QUOTED TEXT:
[Begin]
It was not long after my advisor’s sad eyes looked into my own that I found tea sitting on my desk. I came back from soccer practice and saw the tea leaves carefully placed on the light brown piece of furniture. “For you, dear!” a piece of paper beside it said. “ I hope this makes you feel better.” I held onto the tea as I sat in my bed, and cried myself to sleep.  

I stared at the cup of tea as I tried to figure out how many hours it had been since the plane had left New York. I was on my way to China, taking a break from my high school’s campus. After seventeen hours of drinking a lot of tea and water, and frequent trips to the bathroom, I was finally in Beijing. I had never understood why people said, ‘I love you more than the tea in China,’ until I lived in Beijing, Shanghai, and Zhangjiajie. I had always associated the abundance of tea with Kenya, because it is one of the country’s main sources of income. In China, however, I drank a lot of tea too, much more than I thought I could ever drink outside my home.  I did not find much black tea where I lived in Beijing and Shanghai, but green tea was plentiful. I learned to love the taste of green tea, first with sugar, then with honey, then without anything at all. When served, the green tea smelled like freshly steamed corn, and sometimes bamboo shoots. It had a woody taste, maybe because of the containers in which the leaves were stored.

In Zhangjiajie, I witnessed the locals of the little village pan-fry green tea leaves using oil they extracted from tea seeds and some plants that were native to the region. The cups there were smaller than those at Choate, but at least a teapot came with them. This was the art. The cups were small so that you could drink the tea without letting it become too cold, while the much bigger pot would quench your thirst for more tea. “At all costs,” one of the villagers told me, “avoid big mugs.” I understood. With a big mug, there was a tendency to leave the mug, simply because the tea was hot.  I had previously been guilty of that: make a delicious cup of tea, find out that it was too hot to drink, then leave it there for what would count as eternity for the tea, if tea had its own years like dogs do.

I poured the cold tea down the kitchen drain and turned on the water heater so that I could make a new cup. Several years had passed since I was in China; now, I was visiting Switzerland as an exchange student in college, and had been in my apartment for most of the weekend, and had gone out only when it had been absolutely necessary—such as going to buy milk downstairs. The cold wind from the Swiss Alps discouraged me from going outside. I do not have any respiratory problems, but that wind made me doubt my lungs’ functional capabilities. To keep myself assured of my good health, I stayed indoors with my roommates. We participated in our own indoor activities, which included watching movies, cooking, eating, and most importantly, drinking tea.
[End]
INSTRUCTIONS:
• A. Repeat the tea passage from "In Zhangjiajie, I" up to and including "like dogs do.".
• B. Format the listing below as a JSON list of strings, one string for each line, leaving out blank lines.
The tea passage above and the listing below are two separate pieces of material.

MATERIAL FOR THIS TASK:
[Begin]
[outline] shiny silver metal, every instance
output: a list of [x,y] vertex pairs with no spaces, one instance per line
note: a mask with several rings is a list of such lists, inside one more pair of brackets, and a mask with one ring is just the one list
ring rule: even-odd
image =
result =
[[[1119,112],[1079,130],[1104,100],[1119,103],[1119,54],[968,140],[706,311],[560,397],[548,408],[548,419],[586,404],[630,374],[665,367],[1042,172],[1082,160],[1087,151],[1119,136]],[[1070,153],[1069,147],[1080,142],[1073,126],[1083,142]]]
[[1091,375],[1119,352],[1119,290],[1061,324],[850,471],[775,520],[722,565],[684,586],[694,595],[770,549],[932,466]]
[End]
PER-TASK OUTPUTS:
• A.
In Zhangjiajie, I witnessed the locals of the little village pan-fry green tea leaves using oil they extracted from tea seeds and some plants that were native to the region. The cups there were smaller than those at Choate, but at least a teapot came with them. This was the art. The cups were small so that you could drink the tea without letting it become too cold, while the much bigger pot would quench your thirst for more tea. “At all costs,” one of the villagers told me, “avoid big mugs.” I understood. With a big mug, there was a tendency to leave the mug, simply because the tea was hot.  I had previously been guilty of that: make a delicious cup of tea, find out that it was too hot to drink, then leave it there for what would count as eternity for the tea, if tea had its own years like dogs do.

• B.
[
  "[outline] shiny silver metal, every instance",
  "output: a list of [x,y] vertex pairs with no spaces, one instance per line",
  "note: a mask with several rings is a list of such lists, inside one more pair of brackets, and a mask with one ring is just the one list",
  "ring rule: even-odd",
  "image =",
  "result =",
  "[[[1119,112],[1079,130],[1104,100],[1119,103],[1119,54],[968,140],[706,311],[560,397],[548,408],[548,419],[586,404],[630,374],[665,367],[1042,172],[1082,160],[1087,151],[1119,136]],[[1070,153],[1069,147],[1080,142],[1073,126],[1083,142]]]",
  "[[1091,375],[1119,352],[1119,290],[1061,324],[850,471],[775,520],[722,565],[684,586],[694,595],[770,549],[932,466]]"
]